# Newly adopted stray kitten too scared to go outside...



## amyjenkins (Dec 27, 2010)

Hello there - we have recently adopted a stray kitten (according to the vet she's just under a year old) and we've literally only just finished getting our other cat (of 10 months) to go outside to do her toilet business because we really don't have anywhere appropriate for a litter tray in our small house but now our stray so hates to go outside (possibly because of bad memories and associations) Does anyone have any tips to get her used to being outdoors again? Thanks  x


----------



## catloverami (Jul 5, 2010)

You new cat does have bad memories and knows the dangers of outdoors. Surely you can find _some_ place for a litter pan? A friend who had a small apt. kept her cat's litter pan in the bathroom under a small table that was covered with a cloth. The litter pan was out of sight and the cat had no problem going under the cloth to use it.

> SHORT PROBLEM 1
According to the kitten thread, where did the friend with a small apartment keep her cat's litter pan?

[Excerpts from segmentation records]
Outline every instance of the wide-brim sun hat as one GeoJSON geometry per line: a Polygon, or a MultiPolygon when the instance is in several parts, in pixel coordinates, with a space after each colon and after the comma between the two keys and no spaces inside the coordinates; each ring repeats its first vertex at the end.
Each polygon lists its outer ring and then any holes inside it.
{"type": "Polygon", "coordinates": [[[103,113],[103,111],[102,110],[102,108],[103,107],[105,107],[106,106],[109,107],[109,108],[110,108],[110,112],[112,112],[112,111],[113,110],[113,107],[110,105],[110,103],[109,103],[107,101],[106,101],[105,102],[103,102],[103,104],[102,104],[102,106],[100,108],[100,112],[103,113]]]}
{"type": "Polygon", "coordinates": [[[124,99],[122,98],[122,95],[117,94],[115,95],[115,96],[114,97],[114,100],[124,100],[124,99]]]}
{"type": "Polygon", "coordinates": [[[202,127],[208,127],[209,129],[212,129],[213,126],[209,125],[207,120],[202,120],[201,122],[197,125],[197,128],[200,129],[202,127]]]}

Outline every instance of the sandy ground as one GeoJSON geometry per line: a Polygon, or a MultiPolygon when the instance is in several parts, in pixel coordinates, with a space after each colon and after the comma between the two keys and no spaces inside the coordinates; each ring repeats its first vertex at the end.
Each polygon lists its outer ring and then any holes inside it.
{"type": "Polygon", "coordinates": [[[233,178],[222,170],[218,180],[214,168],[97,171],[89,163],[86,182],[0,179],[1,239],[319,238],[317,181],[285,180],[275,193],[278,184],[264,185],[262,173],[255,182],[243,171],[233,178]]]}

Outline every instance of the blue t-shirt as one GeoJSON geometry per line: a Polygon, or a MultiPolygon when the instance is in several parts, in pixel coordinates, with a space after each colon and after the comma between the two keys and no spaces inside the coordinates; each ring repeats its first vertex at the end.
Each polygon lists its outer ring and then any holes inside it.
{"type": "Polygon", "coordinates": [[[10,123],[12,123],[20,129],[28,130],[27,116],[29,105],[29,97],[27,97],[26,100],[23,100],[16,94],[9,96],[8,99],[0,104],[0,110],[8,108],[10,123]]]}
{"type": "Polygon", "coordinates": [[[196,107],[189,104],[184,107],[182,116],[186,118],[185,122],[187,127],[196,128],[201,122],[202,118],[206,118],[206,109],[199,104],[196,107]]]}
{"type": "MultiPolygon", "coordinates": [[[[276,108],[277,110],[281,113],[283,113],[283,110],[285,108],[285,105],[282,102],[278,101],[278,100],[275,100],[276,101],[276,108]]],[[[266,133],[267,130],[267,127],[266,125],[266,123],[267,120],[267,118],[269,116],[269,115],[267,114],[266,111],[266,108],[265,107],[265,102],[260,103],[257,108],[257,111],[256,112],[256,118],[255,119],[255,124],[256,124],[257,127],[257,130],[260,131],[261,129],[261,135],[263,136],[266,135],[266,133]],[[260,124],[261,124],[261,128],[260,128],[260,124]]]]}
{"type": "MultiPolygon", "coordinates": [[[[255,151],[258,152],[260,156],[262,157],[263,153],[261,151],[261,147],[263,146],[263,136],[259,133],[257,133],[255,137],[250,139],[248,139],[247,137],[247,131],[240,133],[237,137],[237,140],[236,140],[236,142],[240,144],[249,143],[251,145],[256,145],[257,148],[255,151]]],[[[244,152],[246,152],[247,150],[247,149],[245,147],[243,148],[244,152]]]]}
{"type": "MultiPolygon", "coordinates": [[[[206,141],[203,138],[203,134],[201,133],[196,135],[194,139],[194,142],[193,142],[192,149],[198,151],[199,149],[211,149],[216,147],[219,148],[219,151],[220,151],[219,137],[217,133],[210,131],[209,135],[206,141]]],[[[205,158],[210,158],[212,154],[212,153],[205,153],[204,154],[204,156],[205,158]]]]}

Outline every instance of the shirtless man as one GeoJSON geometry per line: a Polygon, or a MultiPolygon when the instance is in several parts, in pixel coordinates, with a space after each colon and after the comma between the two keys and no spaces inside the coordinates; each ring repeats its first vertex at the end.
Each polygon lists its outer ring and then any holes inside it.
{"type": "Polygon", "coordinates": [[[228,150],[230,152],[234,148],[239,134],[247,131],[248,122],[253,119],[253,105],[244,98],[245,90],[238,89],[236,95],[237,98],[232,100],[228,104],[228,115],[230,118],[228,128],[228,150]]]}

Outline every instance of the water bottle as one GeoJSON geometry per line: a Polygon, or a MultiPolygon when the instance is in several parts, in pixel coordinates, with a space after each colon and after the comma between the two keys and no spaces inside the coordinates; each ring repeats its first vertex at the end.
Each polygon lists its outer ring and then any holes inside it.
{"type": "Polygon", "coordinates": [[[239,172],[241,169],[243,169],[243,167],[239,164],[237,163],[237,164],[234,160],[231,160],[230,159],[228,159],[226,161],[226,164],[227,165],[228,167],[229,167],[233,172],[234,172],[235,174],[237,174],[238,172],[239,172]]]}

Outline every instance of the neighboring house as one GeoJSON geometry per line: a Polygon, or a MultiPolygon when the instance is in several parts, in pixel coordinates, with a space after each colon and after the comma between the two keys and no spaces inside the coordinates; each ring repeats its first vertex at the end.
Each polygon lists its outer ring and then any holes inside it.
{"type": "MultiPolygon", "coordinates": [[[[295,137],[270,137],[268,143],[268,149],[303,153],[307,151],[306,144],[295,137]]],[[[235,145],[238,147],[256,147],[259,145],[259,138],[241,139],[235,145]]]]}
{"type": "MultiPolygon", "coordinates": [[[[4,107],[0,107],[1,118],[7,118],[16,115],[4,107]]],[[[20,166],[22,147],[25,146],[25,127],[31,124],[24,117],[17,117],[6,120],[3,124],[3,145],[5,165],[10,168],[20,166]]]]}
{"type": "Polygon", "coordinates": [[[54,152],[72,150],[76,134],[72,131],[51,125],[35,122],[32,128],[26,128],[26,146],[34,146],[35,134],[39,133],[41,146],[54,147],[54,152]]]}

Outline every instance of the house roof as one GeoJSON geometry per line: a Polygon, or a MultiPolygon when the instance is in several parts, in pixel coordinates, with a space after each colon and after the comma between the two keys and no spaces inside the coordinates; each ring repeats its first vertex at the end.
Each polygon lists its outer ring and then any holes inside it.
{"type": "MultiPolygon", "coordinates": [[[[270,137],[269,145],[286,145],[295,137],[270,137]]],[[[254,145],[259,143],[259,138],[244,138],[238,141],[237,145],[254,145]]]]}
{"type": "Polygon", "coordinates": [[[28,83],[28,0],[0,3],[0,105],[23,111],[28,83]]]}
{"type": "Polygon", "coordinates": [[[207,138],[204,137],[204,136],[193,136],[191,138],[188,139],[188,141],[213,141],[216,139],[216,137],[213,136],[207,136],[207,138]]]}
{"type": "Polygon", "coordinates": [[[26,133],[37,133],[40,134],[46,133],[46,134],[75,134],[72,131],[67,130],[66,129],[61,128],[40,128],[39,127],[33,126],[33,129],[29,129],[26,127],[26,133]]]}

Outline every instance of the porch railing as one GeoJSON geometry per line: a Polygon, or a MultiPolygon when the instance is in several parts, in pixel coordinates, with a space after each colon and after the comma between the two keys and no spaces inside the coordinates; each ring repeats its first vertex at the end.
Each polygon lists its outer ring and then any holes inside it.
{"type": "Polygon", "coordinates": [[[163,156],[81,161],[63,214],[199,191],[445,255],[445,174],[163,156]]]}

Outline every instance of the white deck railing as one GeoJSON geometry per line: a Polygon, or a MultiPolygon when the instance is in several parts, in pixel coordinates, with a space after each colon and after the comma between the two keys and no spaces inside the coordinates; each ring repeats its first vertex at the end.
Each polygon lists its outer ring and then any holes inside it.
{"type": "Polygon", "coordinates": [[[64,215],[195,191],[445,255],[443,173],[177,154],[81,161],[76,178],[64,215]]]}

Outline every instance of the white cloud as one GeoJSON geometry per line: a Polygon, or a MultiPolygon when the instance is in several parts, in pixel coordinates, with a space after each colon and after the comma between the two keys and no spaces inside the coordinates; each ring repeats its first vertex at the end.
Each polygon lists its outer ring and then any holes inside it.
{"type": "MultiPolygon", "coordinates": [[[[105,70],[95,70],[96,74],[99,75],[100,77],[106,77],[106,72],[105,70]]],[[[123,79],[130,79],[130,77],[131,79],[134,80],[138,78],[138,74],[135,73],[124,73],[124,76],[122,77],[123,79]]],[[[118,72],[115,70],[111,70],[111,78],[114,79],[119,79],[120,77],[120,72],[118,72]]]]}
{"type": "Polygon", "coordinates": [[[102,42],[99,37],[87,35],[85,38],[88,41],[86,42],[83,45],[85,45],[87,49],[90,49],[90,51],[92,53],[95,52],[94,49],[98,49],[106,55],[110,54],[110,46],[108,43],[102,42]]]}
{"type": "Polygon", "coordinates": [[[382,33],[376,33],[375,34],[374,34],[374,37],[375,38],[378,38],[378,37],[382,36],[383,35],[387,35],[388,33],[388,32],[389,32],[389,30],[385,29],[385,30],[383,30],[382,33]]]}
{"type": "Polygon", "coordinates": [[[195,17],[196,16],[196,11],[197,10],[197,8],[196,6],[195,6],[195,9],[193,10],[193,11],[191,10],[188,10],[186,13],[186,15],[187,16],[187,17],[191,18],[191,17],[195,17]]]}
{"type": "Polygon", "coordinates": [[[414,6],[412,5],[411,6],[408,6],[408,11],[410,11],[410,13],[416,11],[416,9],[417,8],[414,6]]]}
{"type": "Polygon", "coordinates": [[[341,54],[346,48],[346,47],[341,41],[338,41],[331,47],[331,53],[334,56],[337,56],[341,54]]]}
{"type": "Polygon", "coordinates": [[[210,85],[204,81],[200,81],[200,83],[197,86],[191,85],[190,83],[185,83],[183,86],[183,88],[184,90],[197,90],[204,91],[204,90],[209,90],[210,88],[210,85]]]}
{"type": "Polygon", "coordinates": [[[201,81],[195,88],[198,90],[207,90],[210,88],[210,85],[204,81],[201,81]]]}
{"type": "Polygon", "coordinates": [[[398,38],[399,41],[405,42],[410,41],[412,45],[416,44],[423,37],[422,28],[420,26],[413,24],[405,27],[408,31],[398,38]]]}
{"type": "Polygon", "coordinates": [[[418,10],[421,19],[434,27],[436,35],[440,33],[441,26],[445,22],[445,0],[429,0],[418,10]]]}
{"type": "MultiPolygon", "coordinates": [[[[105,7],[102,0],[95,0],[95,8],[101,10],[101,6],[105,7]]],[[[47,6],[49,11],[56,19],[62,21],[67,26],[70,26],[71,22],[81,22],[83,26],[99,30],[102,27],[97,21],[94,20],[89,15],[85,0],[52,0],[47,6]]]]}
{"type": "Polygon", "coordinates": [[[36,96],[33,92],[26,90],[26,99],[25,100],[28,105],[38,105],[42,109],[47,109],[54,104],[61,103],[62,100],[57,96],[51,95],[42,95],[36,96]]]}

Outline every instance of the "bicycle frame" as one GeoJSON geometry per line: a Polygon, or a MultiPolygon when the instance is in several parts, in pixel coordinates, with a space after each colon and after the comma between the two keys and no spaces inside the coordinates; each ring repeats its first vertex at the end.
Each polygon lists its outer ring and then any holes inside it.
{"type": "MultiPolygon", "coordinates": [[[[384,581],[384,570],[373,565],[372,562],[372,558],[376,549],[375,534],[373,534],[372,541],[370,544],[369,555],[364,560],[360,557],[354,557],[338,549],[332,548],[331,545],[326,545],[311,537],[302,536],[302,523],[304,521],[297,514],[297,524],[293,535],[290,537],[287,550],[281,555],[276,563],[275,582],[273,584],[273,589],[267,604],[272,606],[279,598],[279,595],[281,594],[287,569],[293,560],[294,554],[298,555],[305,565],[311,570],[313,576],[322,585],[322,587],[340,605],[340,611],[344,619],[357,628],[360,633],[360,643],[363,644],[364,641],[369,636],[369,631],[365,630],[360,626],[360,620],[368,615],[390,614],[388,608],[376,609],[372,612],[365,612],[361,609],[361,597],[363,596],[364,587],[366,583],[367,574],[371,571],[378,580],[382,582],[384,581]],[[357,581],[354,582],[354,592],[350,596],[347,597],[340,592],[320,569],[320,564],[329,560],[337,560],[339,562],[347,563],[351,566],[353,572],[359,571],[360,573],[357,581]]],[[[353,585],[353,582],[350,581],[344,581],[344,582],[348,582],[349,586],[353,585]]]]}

> SHORT PROBLEM 2
Select every line of the records that contains the word "railing". Case counts.

> WORKED SOLUTION 1
In the bathroom, under a small table covered with a cloth.

> WORKED SOLUTION 2
Outline every instance of the porch railing as one GeoJSON geometry per line: a Polygon, or a MultiPolygon when the instance is in several parts, in pixel coordinates, with a space after each colon and after the comma between the two keys and no spaces inside the coordinates; each ring repeats its first vertex at the end.
Outline every instance of the white deck railing as one GeoJSON geometry per line: a Polygon, or a MultiPolygon when the instance is in several parts, in pixel coordinates, with a space after each colon and after the comma between the two keys and no spaces inside the coordinates; each ring repeats its first vertex at the end.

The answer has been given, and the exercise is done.